## Begin DOCUMENT EXTRACT

MRoushdy
Hot Shot
Hot Shot

ESXi 6.0 loses datastores after rebooting

Hello,

A customer of mine has four esxi hosts connected to SAN and boot from it, one of these hosts had some hardware failures and what I am going to illustrate happens also after replacing the faulty parts with new ones (HBA failures):

  • all of the attached datastores, from the SAN are not detected as datastores, they are all detected as devices only, but they are working fine on the other three hosts, if we try to add datastores the only available option is to format the devices, so we used the following command to add the datastores forcibly.

esxcfg-volume -M <the name of the datastore>

after adding the datastores everything works fine, but, if the host is rebooted, all of the datastores are gone again.

What can we do instead of re-installing the ESXi again?

Thanks,

vEXPERT - VCAP-DCV - Blog: arabitnetwork.com | YouTube: youtube.com/c/MohamedRoushdy
9 Replies
Paltelkalpesh
Enthusiast
Enthusiast

Might be this below mentioned step will work for you.

manually added the datastores again, then removed the VMs from inventory.

Reboot.

Re-add datastores, specifying "Assign new signature"  Takes a few seconds for each.

## End DOCUMENT EXTRACT

**ACTIONS TO TAKE:**
a) In the ESXi datastore thread, which command did the customer use to add the datastores forcibly?
b) Reproduce the passage of the ESXi datastore thread starting at "A customer of" and ending at "the datastores forcibly.".

## Begin SUPPLIED DATA

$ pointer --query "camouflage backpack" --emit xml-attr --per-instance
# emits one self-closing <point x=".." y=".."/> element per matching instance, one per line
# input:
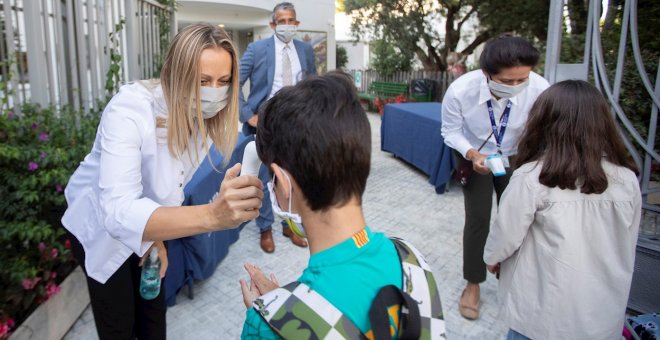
<point x="295" y="311"/>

## End SUPPLIED DATA

**TASK-BY-TASK ANSWERS:**
a) esxcfg-volume -M <the name of the datastore>

b)
A customer of mine has four esxi hosts connected to SAN and boot from it, one of these hosts had some hardware failures and what I am going to illustrate happens also after replacing the faulty parts with new ones (HBA failures):

  • all of the attached datastores, from the SAN are not detected as datastores, they are all detected as devices only, but they are working fine on the other three hosts, if we try to add datastores the only available option is to format the devices, so we used the following command to add the datastores forcibly.